◆ **Page excerpt**
--- begin ---
Most Viking enthusiasts and re-enactors are familiar with the Varangian Guard, the Vikings who served as personal bodyguards for Byzantine emperors. What many don’t know is that the Varangians were also some of the empire’s most elite combat troops. One of their best-known leaders, the outcast Norwegian prince Harald “Fairhair” Sigurdsson, got his start fighting with them in Anatolia against the Saracens in the 1030s. Even as a youth, he quickly rose through the ranks, but soon found himself battling his own commander, the Byzantine general Georgios Maniakes. Like Harald, Maniakes was a tough, ruthless leader – tall, imperious, and a bit of a hothead. It wasn’t long before the two clashed. It got to the point that the Varangians preferred to follow Harald rather than Maniakes, and hung back in battle unless there was loot or glory in it for them.

In the summer of 1038 the Empire sought to take back the island of Sicily. (Its huge troves of grain, cotton and silk, sugar and fruit had fallen to the Muslims in 965.) Maniakes enlisted Harald and his Varangians, along with an army of Lombard and Norman mercenaries. They crossed the Strait of Messina, took that city, and began working their way south toward Syracuse. Scandinavian sagas, naturally, give Harald and his Vikings much of the credit for the campaign. As a result, Harald conquers the island virtually on his own, with some of his methods too clever by far and almost certainly apocryphal.

During one siege Harald supposedly had his men trap birds that nested in the town when they came out over the city walls to the nearby woods to feed. The men fixed wood shavings, sulphur to the birds with wax, lit it on fire and let them fly home to set the village’s thatched roofs alight. In another, the Vikings dug a tunnel under the city walls, came up through the floor of a tavern, killed everyone inside and rushed to open the city gates.

In the spring of 1040 the Byzantines laid siege to Syracuse. According to the sagas, Maniakes agreed to let Harald plan the attack. Harald ordered his men to show contempt for the enemy by playing sports below the walls, just outside of weapons range. After a few days of this the defenders grew lackadaisical, coming to their posts unarmed and even leaving the gate open. Seeing this, Harald and some of his men hid weapons under their tunics. When they were close enough, they rushed the gate, fought their way inside, and took the town.

But there is another version, in which Harald put out the story that he was deathly ill. After a week it was announced that he had died. The Varangians sent emissaries into the city to ask permission to bring his body in for a church funeral, with all the gifts of gold and precious offerings that entailed. Evidently there were still any number of Christian churches inside, and plenty of priests all vying for the opportunity to host such a nobleman’s procession, none of whom remembered the story of the Trojan Horse. They agreed to let just twelve men bear the coffin within the walls.
Harald acted as a pallbearer at his own funeral. When the procession reached the gate, they dropped the coffin across the opening and the Byzantines charged in after them to take the city. Harald, as any good hero-myth would have it, captured the enemy commander himself.
--- end ---
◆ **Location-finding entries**
--- begin ---
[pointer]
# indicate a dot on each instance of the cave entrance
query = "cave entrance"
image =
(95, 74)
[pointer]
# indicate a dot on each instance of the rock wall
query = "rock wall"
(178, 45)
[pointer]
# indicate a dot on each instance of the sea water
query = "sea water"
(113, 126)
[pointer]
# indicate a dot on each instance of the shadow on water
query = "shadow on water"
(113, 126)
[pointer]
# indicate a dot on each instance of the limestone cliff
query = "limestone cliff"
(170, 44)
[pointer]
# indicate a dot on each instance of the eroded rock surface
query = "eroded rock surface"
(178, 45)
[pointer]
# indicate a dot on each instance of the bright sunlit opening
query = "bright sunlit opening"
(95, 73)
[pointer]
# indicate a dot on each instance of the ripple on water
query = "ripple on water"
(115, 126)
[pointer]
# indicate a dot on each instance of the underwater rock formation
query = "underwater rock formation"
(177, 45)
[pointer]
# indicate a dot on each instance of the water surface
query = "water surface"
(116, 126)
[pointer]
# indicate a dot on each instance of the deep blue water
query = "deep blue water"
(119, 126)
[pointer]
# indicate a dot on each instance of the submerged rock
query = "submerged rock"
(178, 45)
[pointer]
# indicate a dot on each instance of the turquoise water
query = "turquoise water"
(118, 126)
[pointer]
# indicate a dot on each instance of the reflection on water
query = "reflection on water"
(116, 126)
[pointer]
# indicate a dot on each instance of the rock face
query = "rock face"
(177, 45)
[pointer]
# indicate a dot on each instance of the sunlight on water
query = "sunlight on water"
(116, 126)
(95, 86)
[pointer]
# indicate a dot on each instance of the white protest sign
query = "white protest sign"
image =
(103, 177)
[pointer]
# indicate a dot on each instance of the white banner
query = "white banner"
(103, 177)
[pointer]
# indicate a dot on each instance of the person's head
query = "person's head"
--- end ---
◆ **Required work**
[1] Report each line of the records that contains the string "bright", treating uppercase and lowercase letters as different.
[2] Write the next part of the passage on Harald's Sicilian campaign, picking up right after its final sentence.
The records have no connection to the passage on Harald's Sicilian campaign.

◆ **Answers**
[1]
# indicate a dot on each instance of the bright sunlit opening
query = "bright sunlit opening"

[2]
The Varangians, though, were indirectly responsible for the campaign’s failure. When the Saracens marched out from their capital at Palermo, the Byzantines met them at Troina, some 4,000 feet up in the Sicilian mountains. Maniakes sent in his heavy cavalry: the kataphractoi, cataphracts, riders and horses alike masked and draped to the knees in mail armor. The Normans and Lombards pursued the enemy, objecting when Harald and his men instead looted the enemy baggage. Instead of punishing the Varangians, Maniakes had the Lombards’ chieftain beaten through the camp. In response, the allies deserted and returned to Italy. And since the Arab emir escaped by sea, Maniakes flogged his own naval commander as well – a mistake, since the admiral was the Byzantine emperor’s brother-in-law. Maniakes was arrested and shipped home in chains.

Without his strong leadership, the Byzantines could not hold Sicily. The Muslims soon reclaimed the island. Harald, like any halfway competent leader, must certainly have been questioning the wisdom of his Byzantine overlords. Yet he had signed on to fight for them and, unlike the Normans and Lombards, kept his word.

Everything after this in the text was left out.